- **What you need to do**: Reproduce every line of the items below, including their wording, and offset each coordinate in the answers by -115. Leave the pictures out.
———
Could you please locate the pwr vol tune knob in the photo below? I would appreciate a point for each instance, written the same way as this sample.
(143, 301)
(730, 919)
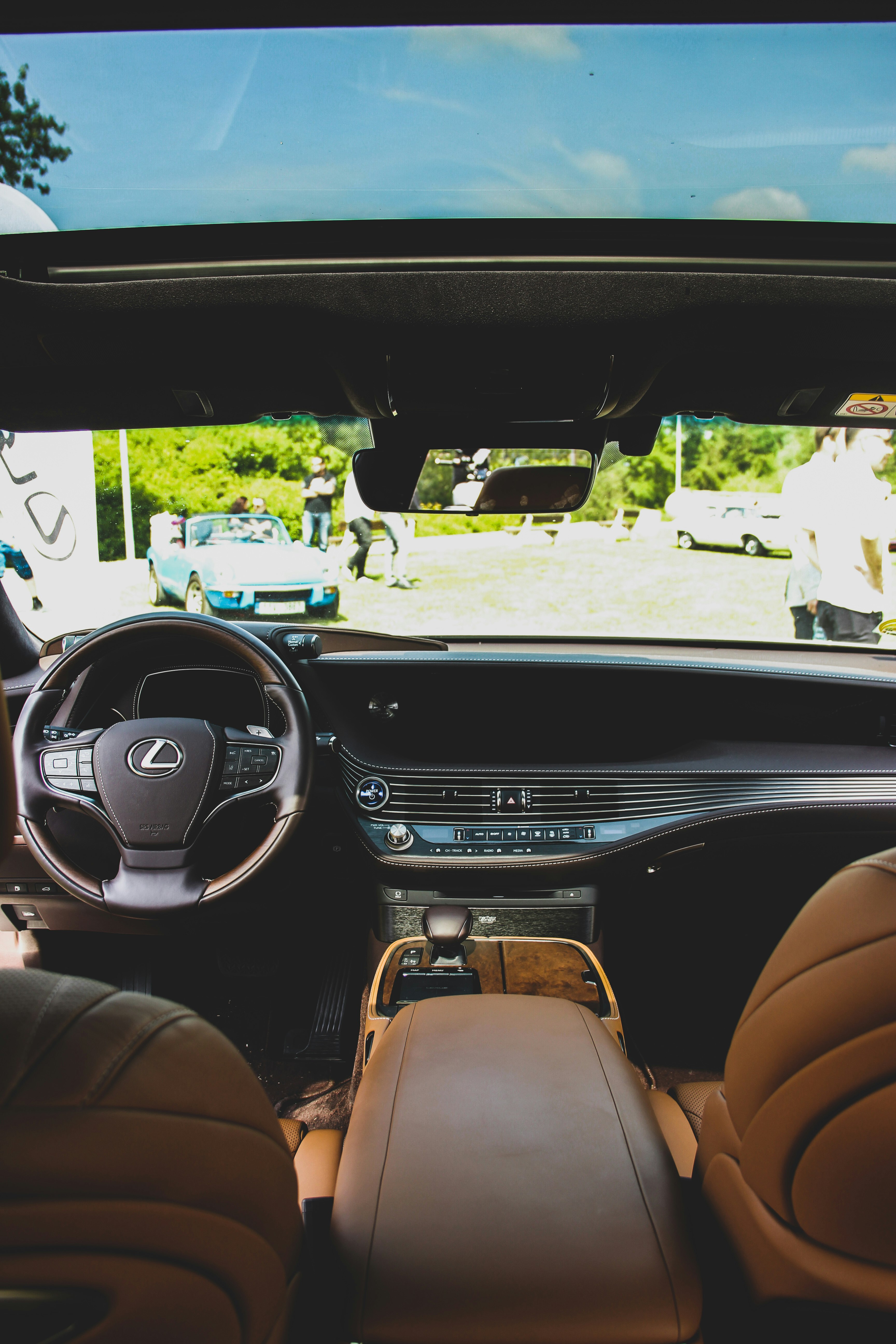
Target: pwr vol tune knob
(398, 837)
———
- **Exercise solution**:
Could you please locate the pwr vol tune knob in the photo below? I would appreciate a point for each instance, written the same way as this sample.
(143, 301)
(730, 919)
Target: pwr vol tune knob
(283, 722)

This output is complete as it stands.